Point localization data
╔══

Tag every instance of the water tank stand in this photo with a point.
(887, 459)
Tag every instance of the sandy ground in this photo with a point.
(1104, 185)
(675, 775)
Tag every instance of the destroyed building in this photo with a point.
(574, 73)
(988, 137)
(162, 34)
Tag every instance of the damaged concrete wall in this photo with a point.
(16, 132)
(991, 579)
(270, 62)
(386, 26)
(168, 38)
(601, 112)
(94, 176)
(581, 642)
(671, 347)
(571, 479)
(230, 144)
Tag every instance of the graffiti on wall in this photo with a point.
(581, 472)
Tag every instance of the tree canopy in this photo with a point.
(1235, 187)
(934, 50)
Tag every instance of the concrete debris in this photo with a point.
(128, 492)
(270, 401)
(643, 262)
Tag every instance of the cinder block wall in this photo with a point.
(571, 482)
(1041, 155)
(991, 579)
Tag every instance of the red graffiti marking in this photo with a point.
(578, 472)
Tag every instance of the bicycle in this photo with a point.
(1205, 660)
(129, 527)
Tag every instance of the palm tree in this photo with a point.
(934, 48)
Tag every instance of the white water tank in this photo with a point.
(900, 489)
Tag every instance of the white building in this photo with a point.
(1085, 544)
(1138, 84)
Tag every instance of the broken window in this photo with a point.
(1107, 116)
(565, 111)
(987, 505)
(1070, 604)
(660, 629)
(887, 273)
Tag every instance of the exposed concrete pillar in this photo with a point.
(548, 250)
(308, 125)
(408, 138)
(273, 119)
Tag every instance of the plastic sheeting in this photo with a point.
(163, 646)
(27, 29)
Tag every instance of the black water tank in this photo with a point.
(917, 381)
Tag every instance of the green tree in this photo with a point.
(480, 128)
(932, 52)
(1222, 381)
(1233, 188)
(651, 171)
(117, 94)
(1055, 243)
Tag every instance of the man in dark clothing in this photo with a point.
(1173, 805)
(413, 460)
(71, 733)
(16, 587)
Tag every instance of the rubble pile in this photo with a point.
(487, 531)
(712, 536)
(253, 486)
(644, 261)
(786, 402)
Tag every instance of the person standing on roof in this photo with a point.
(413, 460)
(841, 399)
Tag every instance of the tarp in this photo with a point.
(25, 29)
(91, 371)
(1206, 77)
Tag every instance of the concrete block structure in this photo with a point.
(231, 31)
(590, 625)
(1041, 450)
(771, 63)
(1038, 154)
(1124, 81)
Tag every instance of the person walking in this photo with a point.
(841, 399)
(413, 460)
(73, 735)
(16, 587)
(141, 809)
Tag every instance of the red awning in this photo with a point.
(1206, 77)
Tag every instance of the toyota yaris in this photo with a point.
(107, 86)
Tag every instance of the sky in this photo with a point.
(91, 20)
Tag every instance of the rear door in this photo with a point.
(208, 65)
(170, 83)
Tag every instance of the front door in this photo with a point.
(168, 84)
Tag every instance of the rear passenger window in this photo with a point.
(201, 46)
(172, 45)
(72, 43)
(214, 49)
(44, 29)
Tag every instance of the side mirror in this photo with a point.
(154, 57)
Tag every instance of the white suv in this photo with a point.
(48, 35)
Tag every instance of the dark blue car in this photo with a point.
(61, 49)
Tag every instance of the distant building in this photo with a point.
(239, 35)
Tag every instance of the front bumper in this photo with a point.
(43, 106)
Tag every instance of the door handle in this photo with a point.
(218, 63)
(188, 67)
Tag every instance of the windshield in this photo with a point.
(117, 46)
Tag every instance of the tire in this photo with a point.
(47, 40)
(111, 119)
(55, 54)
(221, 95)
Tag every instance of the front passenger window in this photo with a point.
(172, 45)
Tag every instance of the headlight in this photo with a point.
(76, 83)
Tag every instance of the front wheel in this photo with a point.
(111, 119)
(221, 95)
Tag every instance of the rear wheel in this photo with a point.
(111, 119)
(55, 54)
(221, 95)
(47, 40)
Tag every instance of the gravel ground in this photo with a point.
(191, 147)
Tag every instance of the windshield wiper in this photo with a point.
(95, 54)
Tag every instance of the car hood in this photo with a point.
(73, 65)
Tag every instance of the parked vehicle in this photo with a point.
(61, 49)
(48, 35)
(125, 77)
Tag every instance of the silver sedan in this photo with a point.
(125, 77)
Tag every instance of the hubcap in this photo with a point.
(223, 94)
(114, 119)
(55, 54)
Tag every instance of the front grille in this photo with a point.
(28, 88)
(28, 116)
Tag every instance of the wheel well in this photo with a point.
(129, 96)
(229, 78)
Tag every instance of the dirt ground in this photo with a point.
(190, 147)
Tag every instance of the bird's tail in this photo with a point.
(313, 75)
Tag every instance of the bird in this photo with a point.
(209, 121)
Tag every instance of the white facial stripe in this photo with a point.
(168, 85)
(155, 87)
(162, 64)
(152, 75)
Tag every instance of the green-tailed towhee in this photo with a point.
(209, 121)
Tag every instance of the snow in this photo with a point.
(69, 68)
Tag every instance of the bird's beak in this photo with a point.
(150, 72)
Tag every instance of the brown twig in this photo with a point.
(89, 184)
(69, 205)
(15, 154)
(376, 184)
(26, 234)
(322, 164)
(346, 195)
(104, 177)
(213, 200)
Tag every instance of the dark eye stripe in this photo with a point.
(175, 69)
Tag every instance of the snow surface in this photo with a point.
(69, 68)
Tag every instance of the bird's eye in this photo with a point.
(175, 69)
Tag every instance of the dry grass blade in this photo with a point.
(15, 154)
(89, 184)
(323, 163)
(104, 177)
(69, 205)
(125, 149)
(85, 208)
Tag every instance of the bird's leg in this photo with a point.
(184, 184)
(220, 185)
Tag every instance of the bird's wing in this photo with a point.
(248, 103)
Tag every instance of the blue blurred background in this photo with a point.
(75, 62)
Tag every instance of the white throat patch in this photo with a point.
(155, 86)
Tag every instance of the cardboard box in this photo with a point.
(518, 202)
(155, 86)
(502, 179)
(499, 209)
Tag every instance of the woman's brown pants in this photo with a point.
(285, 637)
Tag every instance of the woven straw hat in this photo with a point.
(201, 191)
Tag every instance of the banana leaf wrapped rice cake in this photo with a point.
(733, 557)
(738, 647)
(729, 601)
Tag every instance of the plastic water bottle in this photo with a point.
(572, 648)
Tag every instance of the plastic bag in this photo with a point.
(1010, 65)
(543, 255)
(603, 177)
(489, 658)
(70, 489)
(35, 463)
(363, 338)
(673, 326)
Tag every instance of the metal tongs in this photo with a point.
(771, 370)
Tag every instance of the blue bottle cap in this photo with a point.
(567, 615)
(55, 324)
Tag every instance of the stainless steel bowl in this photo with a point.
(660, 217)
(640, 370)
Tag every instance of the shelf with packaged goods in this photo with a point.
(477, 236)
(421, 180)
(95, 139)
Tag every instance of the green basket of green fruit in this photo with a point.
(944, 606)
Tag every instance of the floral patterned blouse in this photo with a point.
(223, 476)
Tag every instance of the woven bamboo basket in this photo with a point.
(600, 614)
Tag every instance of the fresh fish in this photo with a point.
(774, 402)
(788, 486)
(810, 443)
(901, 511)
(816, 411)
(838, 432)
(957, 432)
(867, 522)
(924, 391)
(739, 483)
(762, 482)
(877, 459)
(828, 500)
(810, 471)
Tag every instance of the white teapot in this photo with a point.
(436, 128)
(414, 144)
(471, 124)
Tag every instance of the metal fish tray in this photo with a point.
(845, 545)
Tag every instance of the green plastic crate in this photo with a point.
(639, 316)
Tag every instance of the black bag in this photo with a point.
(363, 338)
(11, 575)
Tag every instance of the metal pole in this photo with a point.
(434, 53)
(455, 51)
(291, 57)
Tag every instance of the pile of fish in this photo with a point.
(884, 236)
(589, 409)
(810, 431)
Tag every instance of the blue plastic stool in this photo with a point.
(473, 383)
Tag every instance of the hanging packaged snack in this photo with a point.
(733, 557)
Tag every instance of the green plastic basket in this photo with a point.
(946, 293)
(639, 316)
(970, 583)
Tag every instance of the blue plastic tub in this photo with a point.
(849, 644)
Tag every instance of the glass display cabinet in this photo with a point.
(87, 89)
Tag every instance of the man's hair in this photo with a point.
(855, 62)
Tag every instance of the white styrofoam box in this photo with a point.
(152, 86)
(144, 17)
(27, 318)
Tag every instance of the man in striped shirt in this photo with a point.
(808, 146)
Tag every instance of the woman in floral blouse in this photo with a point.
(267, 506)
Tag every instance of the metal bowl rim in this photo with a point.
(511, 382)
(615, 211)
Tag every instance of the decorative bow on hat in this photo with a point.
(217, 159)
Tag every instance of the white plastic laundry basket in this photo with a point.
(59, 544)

╚══

What is expected: Copy the records above exactly, starting at the line that contains "Tag every instance of the decorative" and ending at the last line, and leave out all earlier lines.

Solution to this problem:
Tag every instance of the decorative bow on hat in this photo with a point.
(217, 159)
Tag every instance of the white plastic laundry basket in this photo with a point.
(59, 544)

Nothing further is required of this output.